Records of labeled points »
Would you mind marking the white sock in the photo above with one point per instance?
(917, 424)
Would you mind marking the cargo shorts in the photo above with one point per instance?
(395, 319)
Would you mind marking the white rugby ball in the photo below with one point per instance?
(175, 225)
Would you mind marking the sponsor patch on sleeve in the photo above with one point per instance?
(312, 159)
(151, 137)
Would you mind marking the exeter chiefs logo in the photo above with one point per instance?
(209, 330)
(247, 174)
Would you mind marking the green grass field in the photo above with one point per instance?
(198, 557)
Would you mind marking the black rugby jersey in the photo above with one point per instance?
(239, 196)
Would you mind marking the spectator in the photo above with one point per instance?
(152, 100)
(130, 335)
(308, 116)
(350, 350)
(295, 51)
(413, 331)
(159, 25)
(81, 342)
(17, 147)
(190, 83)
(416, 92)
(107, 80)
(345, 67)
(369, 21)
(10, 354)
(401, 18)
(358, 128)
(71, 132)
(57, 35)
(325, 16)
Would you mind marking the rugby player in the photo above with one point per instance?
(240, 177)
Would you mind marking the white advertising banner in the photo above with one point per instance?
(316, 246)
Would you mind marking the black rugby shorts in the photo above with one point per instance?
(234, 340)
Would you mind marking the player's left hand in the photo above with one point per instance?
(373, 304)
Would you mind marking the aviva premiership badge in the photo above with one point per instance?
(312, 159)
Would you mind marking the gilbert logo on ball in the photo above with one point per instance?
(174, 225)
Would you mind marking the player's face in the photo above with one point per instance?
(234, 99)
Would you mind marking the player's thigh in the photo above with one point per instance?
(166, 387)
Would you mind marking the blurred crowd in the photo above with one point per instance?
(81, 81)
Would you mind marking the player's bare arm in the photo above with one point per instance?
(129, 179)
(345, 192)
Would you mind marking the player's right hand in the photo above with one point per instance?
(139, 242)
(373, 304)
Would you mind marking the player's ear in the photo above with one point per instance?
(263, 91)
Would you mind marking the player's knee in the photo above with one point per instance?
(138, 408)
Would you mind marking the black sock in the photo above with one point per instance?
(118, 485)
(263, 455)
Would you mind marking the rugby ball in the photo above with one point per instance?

TASK INSTRUCTIONS » Print the rows above exactly as they appear, leaving none out.

ANSWER »
Would you mind marking the white sock in the photo above with one point per instance?
(917, 424)
Would you mind marking the cargo shorts in the photo above with one point per instance?
(395, 319)
Would you mind marking the white rugby ball in the photo below with one point per instance?
(175, 225)
Would you mind marking the sponsor patch on sleeve in the photo above with one point per instance?
(312, 159)
(151, 137)
Would you mind marking the exeter chiefs logo in the photo above with one point per instance?
(209, 330)
(247, 174)
Would you mind marking the green grass field in the photo above with one point per instance?
(198, 557)
Would you mind marking the black rugby jersey in the photo above with one point per instance?
(239, 196)
Would you mind marking the spectator in the photo above with one point per instance?
(152, 100)
(130, 335)
(308, 116)
(350, 350)
(295, 51)
(413, 331)
(159, 25)
(81, 342)
(17, 147)
(190, 83)
(416, 92)
(107, 80)
(345, 67)
(369, 21)
(10, 354)
(401, 18)
(358, 128)
(71, 132)
(57, 35)
(325, 16)
Would you mind marking the rugby player in the photo above with one point per instance?
(240, 177)
Would you mind marking the white advertising banner in the photo above with one point per instance?
(316, 246)
Would you mind marking the black rugby shorts in the photo above with one point per instance?
(234, 340)
Would you mind marking the player's left hand in the photo above with one point per instance?
(373, 304)
Would you mind marking the aviva premiership badge in the photo above with one point per instance?
(312, 159)
Would you mind marking the gilbert logo on ball in the photo above with one point per instance?
(174, 225)
Would you mind marking the player's face in the photo above with one point per instance?
(234, 99)
Would you mind marking the player's thigh in the photo above with one point per instance?
(166, 387)
Would you mind marking the blurred crowd in the photo above with one point per instance?
(81, 81)
Would you mind marking the player's bare arm in the photo above with one point per instance?
(129, 179)
(345, 192)
Would you mind marking the player's right hand in the photo above with one point per instance?
(139, 242)
(373, 304)
Would you mind marking the player's ear in the photo above with one point per instance?
(263, 91)
Would you mind marking the player's knee in the photo above with one point per instance?
(138, 408)
Would you mind marking the black sock in the photo above with one point per instance?
(118, 485)
(263, 455)
Would you mind marking the rugby ball in the photo above with one point per instance?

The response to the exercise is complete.